**WHAT IS EXPECTED**.
Once you reach the line containing "Target: blue jeans" in the entries below, write out that line and each one after it down to the line containing "Target: man's fingers", exactly and with nothing added.

**SUPPLIED RECORDS**.
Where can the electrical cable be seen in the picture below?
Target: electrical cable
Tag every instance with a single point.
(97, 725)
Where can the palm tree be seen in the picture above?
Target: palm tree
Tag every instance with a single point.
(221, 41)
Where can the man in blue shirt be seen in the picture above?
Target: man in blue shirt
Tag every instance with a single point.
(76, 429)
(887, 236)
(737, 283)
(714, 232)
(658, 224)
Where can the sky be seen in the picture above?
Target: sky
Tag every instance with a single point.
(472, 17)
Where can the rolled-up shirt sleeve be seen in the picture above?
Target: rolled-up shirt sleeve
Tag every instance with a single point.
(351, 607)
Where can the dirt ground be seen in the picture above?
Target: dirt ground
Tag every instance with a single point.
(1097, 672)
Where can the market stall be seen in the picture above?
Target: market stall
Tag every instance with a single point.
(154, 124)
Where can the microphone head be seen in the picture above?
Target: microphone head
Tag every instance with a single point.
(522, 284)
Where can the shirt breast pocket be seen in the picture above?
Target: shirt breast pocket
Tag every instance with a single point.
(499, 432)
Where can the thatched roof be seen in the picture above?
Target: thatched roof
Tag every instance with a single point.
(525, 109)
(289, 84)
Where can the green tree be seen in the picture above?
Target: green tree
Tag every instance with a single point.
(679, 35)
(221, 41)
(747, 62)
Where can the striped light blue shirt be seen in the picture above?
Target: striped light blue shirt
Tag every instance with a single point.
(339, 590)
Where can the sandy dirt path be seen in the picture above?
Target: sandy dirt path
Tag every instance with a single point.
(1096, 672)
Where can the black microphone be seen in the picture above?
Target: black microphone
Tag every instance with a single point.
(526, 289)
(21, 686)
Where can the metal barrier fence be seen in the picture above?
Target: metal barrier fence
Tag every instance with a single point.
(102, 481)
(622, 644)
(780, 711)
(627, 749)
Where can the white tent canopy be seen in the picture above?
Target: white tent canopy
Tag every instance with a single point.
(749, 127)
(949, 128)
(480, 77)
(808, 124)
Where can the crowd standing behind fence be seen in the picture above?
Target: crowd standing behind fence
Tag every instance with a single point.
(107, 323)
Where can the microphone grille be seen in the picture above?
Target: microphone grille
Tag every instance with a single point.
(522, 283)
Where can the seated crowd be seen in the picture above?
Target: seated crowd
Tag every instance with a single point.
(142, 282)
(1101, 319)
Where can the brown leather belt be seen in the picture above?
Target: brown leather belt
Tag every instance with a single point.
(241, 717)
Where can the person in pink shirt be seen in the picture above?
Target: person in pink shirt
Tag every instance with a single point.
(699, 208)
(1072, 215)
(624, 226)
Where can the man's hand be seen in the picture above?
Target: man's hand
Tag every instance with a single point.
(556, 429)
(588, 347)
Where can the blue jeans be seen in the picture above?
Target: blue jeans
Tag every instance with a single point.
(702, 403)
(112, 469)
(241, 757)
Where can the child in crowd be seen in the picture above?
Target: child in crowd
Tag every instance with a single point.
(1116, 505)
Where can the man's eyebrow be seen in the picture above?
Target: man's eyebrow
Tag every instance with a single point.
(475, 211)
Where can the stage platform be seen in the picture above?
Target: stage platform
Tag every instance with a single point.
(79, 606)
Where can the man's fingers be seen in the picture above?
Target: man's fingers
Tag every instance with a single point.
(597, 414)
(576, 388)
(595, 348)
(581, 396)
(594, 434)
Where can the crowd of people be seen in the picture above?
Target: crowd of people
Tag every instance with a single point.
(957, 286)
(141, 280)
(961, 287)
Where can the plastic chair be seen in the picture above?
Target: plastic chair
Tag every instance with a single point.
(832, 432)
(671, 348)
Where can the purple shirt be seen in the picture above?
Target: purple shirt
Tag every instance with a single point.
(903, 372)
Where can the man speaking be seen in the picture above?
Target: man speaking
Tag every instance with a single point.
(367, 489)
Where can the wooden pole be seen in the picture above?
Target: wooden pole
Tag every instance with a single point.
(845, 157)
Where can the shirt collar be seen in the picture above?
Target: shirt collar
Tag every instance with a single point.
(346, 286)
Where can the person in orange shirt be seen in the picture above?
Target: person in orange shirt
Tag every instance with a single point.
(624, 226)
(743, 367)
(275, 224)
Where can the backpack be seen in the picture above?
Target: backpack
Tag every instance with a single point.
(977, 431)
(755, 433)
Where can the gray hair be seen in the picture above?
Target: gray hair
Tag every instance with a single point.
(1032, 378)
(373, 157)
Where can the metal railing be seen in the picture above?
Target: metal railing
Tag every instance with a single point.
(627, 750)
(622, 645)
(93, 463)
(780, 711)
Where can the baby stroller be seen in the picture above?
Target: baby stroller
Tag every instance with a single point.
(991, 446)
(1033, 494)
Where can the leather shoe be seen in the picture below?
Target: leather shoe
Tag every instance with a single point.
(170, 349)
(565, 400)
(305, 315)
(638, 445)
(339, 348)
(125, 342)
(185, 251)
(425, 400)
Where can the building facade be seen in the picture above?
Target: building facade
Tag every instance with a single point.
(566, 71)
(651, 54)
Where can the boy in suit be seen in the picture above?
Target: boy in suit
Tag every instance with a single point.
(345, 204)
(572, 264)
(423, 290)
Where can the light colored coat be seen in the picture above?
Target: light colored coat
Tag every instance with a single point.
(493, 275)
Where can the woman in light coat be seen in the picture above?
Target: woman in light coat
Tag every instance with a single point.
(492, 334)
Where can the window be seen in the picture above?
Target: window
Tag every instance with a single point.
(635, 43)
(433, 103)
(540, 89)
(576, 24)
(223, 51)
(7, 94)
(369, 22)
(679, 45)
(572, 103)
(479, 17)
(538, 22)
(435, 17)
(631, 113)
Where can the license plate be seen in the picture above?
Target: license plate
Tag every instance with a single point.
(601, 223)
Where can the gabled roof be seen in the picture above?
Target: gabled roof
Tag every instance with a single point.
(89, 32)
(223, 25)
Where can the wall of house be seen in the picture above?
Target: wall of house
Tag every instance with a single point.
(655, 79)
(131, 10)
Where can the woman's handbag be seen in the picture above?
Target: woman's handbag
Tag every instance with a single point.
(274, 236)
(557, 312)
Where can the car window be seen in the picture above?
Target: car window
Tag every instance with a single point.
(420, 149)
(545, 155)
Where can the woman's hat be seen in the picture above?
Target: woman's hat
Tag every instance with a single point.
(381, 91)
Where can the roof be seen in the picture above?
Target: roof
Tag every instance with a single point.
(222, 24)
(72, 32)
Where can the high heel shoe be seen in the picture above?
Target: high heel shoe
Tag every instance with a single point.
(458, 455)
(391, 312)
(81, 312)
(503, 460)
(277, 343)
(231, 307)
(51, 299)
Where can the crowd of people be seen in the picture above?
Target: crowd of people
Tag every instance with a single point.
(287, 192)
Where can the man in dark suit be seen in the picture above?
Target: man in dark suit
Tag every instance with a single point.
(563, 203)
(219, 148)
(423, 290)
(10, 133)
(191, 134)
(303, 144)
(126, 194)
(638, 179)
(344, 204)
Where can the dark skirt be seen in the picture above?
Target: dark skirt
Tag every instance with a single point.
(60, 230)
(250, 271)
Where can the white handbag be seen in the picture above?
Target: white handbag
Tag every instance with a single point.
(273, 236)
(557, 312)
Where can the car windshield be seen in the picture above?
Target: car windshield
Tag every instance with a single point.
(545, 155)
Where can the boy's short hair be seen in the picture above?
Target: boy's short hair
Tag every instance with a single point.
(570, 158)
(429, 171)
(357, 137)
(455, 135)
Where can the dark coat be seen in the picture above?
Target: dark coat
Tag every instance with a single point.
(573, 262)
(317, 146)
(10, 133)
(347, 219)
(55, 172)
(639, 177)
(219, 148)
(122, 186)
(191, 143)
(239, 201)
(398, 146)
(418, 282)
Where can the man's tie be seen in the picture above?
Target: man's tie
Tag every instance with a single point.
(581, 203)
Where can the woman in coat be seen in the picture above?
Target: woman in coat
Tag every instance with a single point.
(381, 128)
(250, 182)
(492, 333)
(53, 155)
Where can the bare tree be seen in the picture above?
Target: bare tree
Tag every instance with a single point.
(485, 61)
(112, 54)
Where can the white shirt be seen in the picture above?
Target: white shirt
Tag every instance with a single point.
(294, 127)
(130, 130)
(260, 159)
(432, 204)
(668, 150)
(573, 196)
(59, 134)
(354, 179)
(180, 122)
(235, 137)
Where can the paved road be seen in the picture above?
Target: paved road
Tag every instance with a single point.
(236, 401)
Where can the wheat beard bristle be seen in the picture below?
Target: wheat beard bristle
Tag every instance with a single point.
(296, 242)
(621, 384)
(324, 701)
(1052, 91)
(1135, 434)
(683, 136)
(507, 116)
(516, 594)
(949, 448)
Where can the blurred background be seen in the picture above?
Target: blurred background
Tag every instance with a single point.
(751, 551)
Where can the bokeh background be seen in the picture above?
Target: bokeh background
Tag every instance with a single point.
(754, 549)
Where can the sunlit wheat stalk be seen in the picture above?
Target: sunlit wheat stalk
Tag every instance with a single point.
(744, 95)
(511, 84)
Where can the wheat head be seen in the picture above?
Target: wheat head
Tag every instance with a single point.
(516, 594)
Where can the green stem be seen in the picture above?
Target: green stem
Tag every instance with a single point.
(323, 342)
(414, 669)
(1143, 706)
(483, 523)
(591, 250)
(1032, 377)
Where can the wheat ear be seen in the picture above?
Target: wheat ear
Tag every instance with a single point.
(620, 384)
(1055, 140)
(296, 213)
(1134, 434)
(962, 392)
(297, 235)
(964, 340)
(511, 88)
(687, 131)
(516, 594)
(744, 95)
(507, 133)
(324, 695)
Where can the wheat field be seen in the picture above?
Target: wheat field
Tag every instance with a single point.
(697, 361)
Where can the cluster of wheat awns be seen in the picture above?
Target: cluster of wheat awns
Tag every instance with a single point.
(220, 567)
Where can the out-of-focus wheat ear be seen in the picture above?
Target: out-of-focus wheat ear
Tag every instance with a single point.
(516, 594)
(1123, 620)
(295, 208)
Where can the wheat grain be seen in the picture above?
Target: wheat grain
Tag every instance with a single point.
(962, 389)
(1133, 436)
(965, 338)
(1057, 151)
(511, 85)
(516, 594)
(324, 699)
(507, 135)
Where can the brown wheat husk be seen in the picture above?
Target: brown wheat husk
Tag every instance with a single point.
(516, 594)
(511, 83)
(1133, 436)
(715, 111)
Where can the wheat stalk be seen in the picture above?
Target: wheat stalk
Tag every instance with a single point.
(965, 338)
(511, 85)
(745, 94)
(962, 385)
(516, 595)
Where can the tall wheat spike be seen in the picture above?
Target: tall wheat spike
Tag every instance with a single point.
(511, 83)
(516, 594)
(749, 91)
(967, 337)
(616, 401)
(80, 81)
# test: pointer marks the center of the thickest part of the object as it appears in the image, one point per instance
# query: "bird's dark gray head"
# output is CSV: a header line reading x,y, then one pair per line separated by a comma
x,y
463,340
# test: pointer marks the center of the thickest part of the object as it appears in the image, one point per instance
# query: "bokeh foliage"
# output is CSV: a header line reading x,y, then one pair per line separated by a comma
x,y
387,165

**ANSWER TO THE PROBLEM**.
Target: blue jeans
Tag every instance with a single point.
(702, 403)
(112, 469)
(241, 757)
Where can the child in crowd be seen in the picture above?
Target: child in crowd
Tag every instance with a single point.
(1116, 505)
Where can the man's eyebrow be seen in the picture above?
Target: man's eyebrow
Tag every instance with a single point.
(475, 211)
Where can the stage platform be seen in the picture above?
Target: stage platform
Tag every instance with a single point.
(79, 606)
Where can the man's fingers be seen in the picture above?
Target: man's fingers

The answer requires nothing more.